A autora problematiza a experiência de envelhecimento no mundo do trabalho a partir das visões negativas elaboradas e constituídas pelo sujeito (estereótipos). O artigo comporta dois recortes: a ênfase nas práticas etaristas e as contribuições de Becca Levy.

6/2/2024

O preconceito se constitui a partir de generalizações não respaldadas, erigidas sob uma perspectiva ultrareduzida. A simplicidade de seu teor as tornam atraentes e facilmente dissemináveis, característica que encaminha a enquadramentos sociais inadequados e indiferentes à realidade. Nesse contexto, os fatos e a lógica subjacente perdem centralidade e importância. 

Apesar de, em si, contrariar o método científico, generalizar facilita as coisas para cabeças lineares, que gostam muito de regras universais, sempre aplicáveis. As exceções, os matizes e o aleatório (hoje se fala randômico ou até quântico) atrapalham o pensamento plano. A generalização seduz quem se sente pouco à vontade com o real e busca um nicho onde descansar sua angústia. (KARNAL e FERNANDES, 2023, p.10)

É como se essas afirmações dispensassem qualquer validação. O preconceito desprestigia o senso crítico e a capacidade pensante do sujeito, a sua leitura e interpretação autônoma do mundo. As razões que animam a atitude e o comportamento etarista são tão infundadas como invasivas. Não é sem razão que, 

O preconceito é formado antes de uma experiência real, a partir de uma generalização. Como a base de quase todo pensamento racional é a experiência real e concreta das evidências, aqui esbarramos, de saída, no caráter não científico do preconceito. O preconceito é algo que contraria a lógica elementar de toda ciência. O preconceito nasce sem que necessite de dados objetivos. O preconceito, antes de tudo, vem de alguém com uma limitação intelectual conjectural — porque não conhece —, e que deduz sobre o vazio. (KARNAL e FERNANDES, 2023, p. 9-10)

Em complementação, pertine reforçar que o preconceito também se nutre da invisibilidade social. É certo que a invisibilidade é uma das causas, todavia, apresenta-se, igualmente, como uma das consequências (ao lado de tantas outras).

Entradas do conjunto:

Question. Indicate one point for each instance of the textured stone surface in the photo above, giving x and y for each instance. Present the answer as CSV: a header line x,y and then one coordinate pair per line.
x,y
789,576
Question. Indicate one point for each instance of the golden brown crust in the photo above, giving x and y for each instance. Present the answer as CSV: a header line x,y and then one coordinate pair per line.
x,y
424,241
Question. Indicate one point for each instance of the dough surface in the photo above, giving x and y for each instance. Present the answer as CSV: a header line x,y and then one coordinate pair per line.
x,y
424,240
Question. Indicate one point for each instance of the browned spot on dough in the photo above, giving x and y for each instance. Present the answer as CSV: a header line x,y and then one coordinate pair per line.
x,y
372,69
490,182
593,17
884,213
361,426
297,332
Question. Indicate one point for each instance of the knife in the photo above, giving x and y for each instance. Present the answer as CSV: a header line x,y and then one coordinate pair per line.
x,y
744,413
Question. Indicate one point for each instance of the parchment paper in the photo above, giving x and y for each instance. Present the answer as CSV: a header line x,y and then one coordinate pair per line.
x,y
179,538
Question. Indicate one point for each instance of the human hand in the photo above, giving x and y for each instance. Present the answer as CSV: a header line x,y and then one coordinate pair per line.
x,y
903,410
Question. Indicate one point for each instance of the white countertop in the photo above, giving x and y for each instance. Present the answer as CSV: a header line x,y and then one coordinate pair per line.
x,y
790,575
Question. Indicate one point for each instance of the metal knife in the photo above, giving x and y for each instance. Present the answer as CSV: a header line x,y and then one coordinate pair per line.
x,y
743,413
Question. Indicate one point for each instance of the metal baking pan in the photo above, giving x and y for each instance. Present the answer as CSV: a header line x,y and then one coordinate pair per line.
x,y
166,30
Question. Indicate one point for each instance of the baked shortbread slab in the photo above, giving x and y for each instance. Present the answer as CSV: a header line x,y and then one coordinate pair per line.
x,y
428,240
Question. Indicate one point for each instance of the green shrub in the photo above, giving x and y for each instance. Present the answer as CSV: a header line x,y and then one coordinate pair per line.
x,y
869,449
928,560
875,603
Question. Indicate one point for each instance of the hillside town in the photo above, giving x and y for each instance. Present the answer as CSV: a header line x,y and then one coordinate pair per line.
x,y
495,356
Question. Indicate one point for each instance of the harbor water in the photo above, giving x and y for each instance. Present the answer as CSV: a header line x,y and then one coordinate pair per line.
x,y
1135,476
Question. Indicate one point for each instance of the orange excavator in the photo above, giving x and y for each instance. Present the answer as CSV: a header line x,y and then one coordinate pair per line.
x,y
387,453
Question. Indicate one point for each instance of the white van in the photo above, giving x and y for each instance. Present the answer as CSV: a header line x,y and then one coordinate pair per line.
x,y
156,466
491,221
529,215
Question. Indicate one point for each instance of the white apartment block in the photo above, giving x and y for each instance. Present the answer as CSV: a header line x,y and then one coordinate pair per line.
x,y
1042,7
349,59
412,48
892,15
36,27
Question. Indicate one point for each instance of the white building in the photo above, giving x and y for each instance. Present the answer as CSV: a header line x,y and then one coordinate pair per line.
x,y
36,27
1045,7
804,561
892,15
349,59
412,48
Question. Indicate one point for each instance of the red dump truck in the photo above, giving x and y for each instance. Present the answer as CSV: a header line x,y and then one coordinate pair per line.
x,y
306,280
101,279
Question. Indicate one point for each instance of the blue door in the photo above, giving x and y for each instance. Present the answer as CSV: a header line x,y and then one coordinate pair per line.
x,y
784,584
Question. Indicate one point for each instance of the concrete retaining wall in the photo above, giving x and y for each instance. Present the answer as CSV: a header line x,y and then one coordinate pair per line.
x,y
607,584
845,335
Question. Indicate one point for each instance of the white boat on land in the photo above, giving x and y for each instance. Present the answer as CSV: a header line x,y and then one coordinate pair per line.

Tarefas a resolver:
1/ Transcreva, do texto sobre preconceito e envelhecimento, a passagem que se inicia com as palavras contendo "O preconceito é formado" e se encerra com "2023, p. 9-10)".
2/ De acordo com o texto sobre preconceito e envelhecimento, quais são os dois recortes que o artigo comporta?
3/ Prossiga a redação do texto sobre preconceito e envelhecimento a partir do ponto em que ele termina.

Respostas às tarefas:
1/
O preconceito é formado antes de uma experiência real, a partir de uma generalização. Como a base de quase todo pensamento racional é a experiência real e concreta das evidências, aqui esbarramos, de saída, no caráter não científico do preconceito. O preconceito é algo que contraria a lógica elementar de toda ciência. O preconceito nasce sem que necessite de dados objetivos. O preconceito, antes de tudo, vem de alguém com uma limitação intelectual conjectural — porque não conhece —, e que deduz sobre o vazio. (KARNAL e FERNANDES, 2023, p. 9-10)

2/ A ênfase nas práticas etaristas e as contribuições de Becca Levy.

3/
A experiência de exclusão é muitas vezes aplainada por justificações retorcidas e estapafúrdias (sem qualquer sentido), seguida de pedidos de perdão tão forçados como amedrontados, em razão da repercussão midiática negativa.  A recusa genuína em reconhecer e desconstruir o preconceito tornam essas iniciativas infrutíferas sob o ponto de vista da substancialidade (conscientização efetiva) porque não enfraquecem ou eliminam as visões negativas elaboradas sobre o sujeito discriminado (estereótipos). 

A expressão 'etarismo' foi cunhada pelo psiquiatra Robert Butler, iniciativa que posicionou o fenômeno ao lado do racismo, do sexismo, do antissemitismo e outros "ismos" que atravessam gerações e marcam as sociedades. Nomear um fenômeno nos obriga a defini-lo, quiçá problematizá-lo. No caso em tela, remete a uma reflexão focada acerca do impacto, cada vez mais significativo e sensível, das visões negativas da idade sobre a saúde mental e a vida social da pessoa idosa ou considerada "idosa". 

Ocorre que, a idade que classifica socialmente a pessoa como idosa tem escapado aos limites estabelecidos pelo estatuto legal, alcançando pessoas com idade inferior a 60 anos. A incidência dessas visões é silenciosa, embora percebida e sentida pelas pessoas discriminadas (as quais denomino de pessoas-alvo).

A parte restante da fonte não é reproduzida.